La disparition de la ruralité, c’est-à-dire la vie à la campagne, est une évolution continue de notre société, mais le suicide actuel du monde paysan est un peu surprenant. Que la pression libérale vienne du business et de l’Etat c’est classique. Bien que honteux de la part de l’Etat, ça ne nous étonne plus. Mais que la pression libérale vienne aussi du syndicalisme agricole c’est assez questionnant.
Bien sûr ce n’est pas la première mutation sociétale que nous connaissons, mais dans tous les épisodes précédents depuis les soyeux jusqu’aux sidérurgistes, le syndicalisme a toujours défendu les victimes jusqu’au bout. On n’a jamais vu de syndicalistes prôner la suppression d’emploi. Ou alors contre quelque chose. Or actuellement les paysans disparaissent dans l’indifférence générale et avec la bénédiction du syndicat majoritaire.
Je précise, pour qu’il n’y ait pas d’ambiguïté, que j’appelle paysans tous ceux qui font, ou plutôt faisaient, métier de la terre : céréaliers, éleveurs, viticulteurs, quel que soit leur mode de production et de commercialisation.

■ ENREGISTREMENTS ■

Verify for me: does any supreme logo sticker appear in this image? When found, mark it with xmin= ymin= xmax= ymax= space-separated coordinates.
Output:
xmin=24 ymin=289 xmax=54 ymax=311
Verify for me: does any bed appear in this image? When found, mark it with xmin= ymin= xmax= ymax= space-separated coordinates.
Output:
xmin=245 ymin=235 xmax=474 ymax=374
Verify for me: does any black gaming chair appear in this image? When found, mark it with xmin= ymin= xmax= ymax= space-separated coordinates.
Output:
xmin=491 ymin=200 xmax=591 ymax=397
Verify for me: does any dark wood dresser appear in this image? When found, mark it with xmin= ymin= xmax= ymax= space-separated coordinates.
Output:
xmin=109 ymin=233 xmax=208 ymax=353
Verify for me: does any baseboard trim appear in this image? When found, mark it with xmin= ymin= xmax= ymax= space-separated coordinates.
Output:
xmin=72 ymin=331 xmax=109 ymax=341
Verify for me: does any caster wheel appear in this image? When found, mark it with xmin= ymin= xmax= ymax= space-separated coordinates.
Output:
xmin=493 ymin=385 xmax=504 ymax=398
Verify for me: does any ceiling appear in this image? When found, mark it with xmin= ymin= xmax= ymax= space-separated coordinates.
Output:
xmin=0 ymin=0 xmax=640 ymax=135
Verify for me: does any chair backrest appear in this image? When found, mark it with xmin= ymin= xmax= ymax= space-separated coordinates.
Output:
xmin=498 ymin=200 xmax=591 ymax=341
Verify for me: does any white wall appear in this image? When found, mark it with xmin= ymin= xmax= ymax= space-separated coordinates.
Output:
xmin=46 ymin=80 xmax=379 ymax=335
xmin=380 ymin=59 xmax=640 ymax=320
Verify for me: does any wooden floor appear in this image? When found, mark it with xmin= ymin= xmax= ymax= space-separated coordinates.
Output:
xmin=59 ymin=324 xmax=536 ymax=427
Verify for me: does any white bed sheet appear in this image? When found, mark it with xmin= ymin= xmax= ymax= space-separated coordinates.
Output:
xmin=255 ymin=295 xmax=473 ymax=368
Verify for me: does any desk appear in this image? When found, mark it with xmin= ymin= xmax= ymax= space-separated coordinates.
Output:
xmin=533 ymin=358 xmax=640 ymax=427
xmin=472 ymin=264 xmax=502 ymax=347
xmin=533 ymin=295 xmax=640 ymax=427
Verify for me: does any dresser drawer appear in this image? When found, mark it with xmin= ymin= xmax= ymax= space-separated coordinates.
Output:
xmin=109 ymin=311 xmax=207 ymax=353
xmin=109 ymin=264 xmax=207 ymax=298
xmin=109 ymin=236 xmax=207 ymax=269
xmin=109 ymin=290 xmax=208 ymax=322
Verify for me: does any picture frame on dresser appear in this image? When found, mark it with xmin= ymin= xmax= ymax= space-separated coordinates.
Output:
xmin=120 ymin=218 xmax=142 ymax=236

■ TRAVAIL À FAIRE ■
**1.** Restituez mot pour mot le passage du texte sur le monde paysan qui va de « La disparition de » jusqu'à « du syndicat majoritaire. ».
**2.** Pour chacune des affirmations suivantes, indiquez par oui ou par non si elle concorde avec le texte sur le monde paysan, et citez à l'identique les mots du texte qui tranchent. (a) Lors des mutations précédentes, le syndicalisme a toujours défendu les victimes jusqu'au bout. (b) Le texte s'étonne que la pression libérale vienne de l'État. (c) Les viticulteurs ne font pas partie de ceux que le texte appelle paysans.
**3.** Prolongez le texte sur le monde paysan au-delà de sa dernière phrase.

■ RÉPONSES AUX CONSIGNES ■
**1.**
La disparition de la ruralité, c’est-à-dire la vie à la campagne, est une évolution continue de notre société, mais le suicide actuel du monde paysan est un peu surprenant. Que la pression libérale vienne du business et de l’Etat c’est classique. Bien que honteux de la part de l’Etat, ça ne nous étonne plus. Mais que la pression libérale vienne aussi du syndicalisme agricole c’est assez questionnant.
Bien sûr ce n’est pas la première mutation sociétale que nous connaissons, mais dans tous les épisodes précédents depuis les soyeux jusqu’aux sidérurgistes, le syndicalisme a toujours défendu les victimes jusqu’au bout. On n’a jamais vu de syndicalistes prôner la suppression d’emploi. Ou alors contre quelque chose. Or actuellement les paysans disparaissent dans l’indifférence générale et avec la bénédiction du syndicat majoritaire.

**2.**
(a) Oui : « le syndicalisme a toujours défendu les victimes jusqu’au bout ».
(b) Non : « Bien que honteux de la part de l’Etat, ça ne nous étonne plus. »
(c) Non : « céréaliers, éleveurs, viticulteurs, quel que soit leur mode de production et de commercialisation ».

**3.**
Nous constatons donc que les instances agricoles concourent à la disparition des paysans mais nous ne savons pas pourquoi. Comme point de départ établissons d’abord que la profession a été, petit à petit, conquise par les industriels et la finance. On croirait que les paysans gèrent leur profession mais c’est complètement faux. Pas plus que les employés ne gèrent l’entreprise. En fait ça fait longtemps que les banques, les fournisseurs de matériel ou de produits et tous les établissements dits coopératifs, mutualistes et professionnels ont perdu leur caractère représentatif et sont purement aux mains du business. Pourtant ce sont bien des paysans qui siègent dans les chambres d’agriculture et dans tous les organes et commissions concernés, mais ils sont là uniquement pour la galerie, pour le décor. Ils ne sont que la courroie de transmission du business. En fait ils en sont conscients mais la loi du plus fort est la seule loi que les paysans appliquent depuis toujours avec obéissance. Car on ne lutte pas contre le temps ou contre le sol on lui obéit. Et c’est ce qu’ils font.
Clairement, les paysans ont été sacrifiés à la fin de la dernière guerre mondiale. Et ce sont les Américains qui ont imposé leur mode de fonctionnement et leur dollar. Ceux qui croient que les US sont venus libérer l’Europe n’ont rien compris. Au contraire les US sont venus envahir l’Europe. Ca a très bien marché et ça marche encore. C’est à ce moment-là qu’a été lancée l’industrialisation de l’agriculture française. Ça s’est fait sous plusieurs aspects. En fait dans cinq registres.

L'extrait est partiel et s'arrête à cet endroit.